> [Excerpt]
▽

# Introducing my pup...



## stefanie_farrell (Jan 11, 2005)

Heres a link to see my new pup and his family... when I went and visited him yesterday!!!
http://uk.photos.yahoo.com/xlady_farrellx/
please ignore me... It was really hot and I was tierd lol!!!!    Just not good photos lol

Also theres a lil more description of the photo underneath it!
xxxxxx


----------



## chihuahua-lady (Apr 13, 2005)

awww no link stef


----------



## stefanie_farrell (Jan 11, 2005)

yeah lol now does it work?
x


----------



## chihuahua-lady (Apr 13, 2005)

awwww my those are soo cute i bet you are so excited


----------



## stefanie_farrell (Jan 11, 2005)

ow I really am...
I have loads more pics of him.. but am waiting to send them from my mates phone...


----------



## Kristin (Nov 12, 2004)

Your pups a cutie


----------



## stefanie_farrell (Jan 11, 2005)

Thanks...


----------



## fizzy n kirbys mum (Jan 17, 2005)

Stef , i'm so excited for you , can't wait to hear all about him when you get him ...  & hope to meet him one day


----------



## stefanie_farrell (Jan 11, 2005)

ow sara.. when his vaccanted he'll be out the door meeting everyone lol :wave: And im sure he'll be evan more excited meeting a role model like fizzy dave!!


----------



## stefanie_farrell (Jan 11, 2005)

Fizzy will teach him a trick or 2 lol
xx


----------



## stefanie_farrell (Jan 11, 2005)

chihuahua-lady said:


> awwww my those are soo cute i bet you are so excited


Vicki.. she had a chihuahua that looked the double of your tyke!!! I was like wowowow!  lol and she had such unique chis too... I will get pics of him and others next week!
xxxx


----------



## carmella chihuahua (May 16, 2005)

they are just the cutest!!!!they all look so cgorgeous,i love their lil appleheads!!!
im soo pleased!how many where there in the litter?
xxxxxx


----------



## fizzy n kirbys mum (Jan 17, 2005)

stefanie_farrell said:


> Fizzy will teach him a trick or 2 lol
> xx


 fizzy says he will help him pick 'cool' clothes too 8) :lol: :wink:


----------



## Katie (Apr 9, 2005)

aw ur puppy is so cute! all thoe chis were  did u name him yet? congrats on ur new baby!


----------



## Cooper (Jun 15, 2005)

Chihuahua overload!! They are all so cuddly ... how did you pick just one?


----------



## Rachael Polachek (Feb 19, 2005)

What incredible looking pups! You must be so thrilled and I'm really happy for you. You're pretty cute too. Congratulations! :wave:


----------



## stefanie_farrell (Jan 11, 2005)

carmella chihuahua said:


> they are just the cutest!!!!they all look so cgorgeous,i love their lil appleheads!!!
> im soo pleased!how many where there in the litter?
> xxxxxx


I know.. everyone of them had tiny apple heads that fitted in your palm... lol evan the adults! My pups bro looked the size of one of the adults :shock:


----------



## stefanie_farrell (Jan 11, 2005)

△

> [Provided material]

▽

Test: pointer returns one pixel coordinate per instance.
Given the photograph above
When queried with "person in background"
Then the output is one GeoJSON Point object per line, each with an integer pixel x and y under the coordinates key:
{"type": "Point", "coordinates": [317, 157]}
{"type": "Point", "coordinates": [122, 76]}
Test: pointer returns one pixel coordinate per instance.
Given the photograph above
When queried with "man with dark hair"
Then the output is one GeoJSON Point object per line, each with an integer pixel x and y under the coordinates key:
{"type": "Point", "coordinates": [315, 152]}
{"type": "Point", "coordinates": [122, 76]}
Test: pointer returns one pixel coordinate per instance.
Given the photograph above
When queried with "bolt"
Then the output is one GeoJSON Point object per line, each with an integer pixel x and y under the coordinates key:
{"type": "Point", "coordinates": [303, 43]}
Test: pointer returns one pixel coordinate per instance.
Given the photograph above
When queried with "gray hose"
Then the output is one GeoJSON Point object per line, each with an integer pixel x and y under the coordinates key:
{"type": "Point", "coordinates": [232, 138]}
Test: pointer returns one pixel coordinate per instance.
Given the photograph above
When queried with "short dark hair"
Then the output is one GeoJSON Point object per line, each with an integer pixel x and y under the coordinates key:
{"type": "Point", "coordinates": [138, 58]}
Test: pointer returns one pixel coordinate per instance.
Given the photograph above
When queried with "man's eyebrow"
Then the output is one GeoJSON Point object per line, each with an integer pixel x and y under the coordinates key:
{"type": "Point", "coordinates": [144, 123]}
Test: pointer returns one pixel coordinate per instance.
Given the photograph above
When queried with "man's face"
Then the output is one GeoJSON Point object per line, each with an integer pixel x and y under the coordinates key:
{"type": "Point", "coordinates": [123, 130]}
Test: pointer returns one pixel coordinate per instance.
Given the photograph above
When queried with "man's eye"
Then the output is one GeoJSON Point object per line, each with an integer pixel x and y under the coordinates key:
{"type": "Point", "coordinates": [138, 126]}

△

> [Required tasks]
1. List the usernames of everyone other than stefanie_farrell who posts in the puppy thread.
2. Answer these from the puppy thread:
(a) Whose phone does stefanie_farrell say she is waiting to send more pictures from?
(b) What does fizzy n kirbys mum say fizzy will help the pup pick?
(c) In the reply to carmella chihuahua, what does stefanie_farrell say every one of the dogs had?
3. Duplicate the puppy thread passage starting at "http://uk.photos.yahoo.com/xlady_farrellx/" and ending at "photo underneath it!".
Rely only on the puppy thread for what comes next.

> [Problem solutions]
1.
chihuahua-lady
Kristin
fizzy n kirbys mum
carmella chihuahua
Katie
Cooper
Rachael Polachek

2.
(a) Her mate's phone.
(b) 'Cool' clothes.
(c) Tiny apple heads that fitted in your palm.

3.
http://uk.photos.yahoo.com/xlady_farrellx/
please ignore me... It was really hot and I was tierd lol!!!!    Just not good photos lol

Also theres a lil more description of the photo underneath it!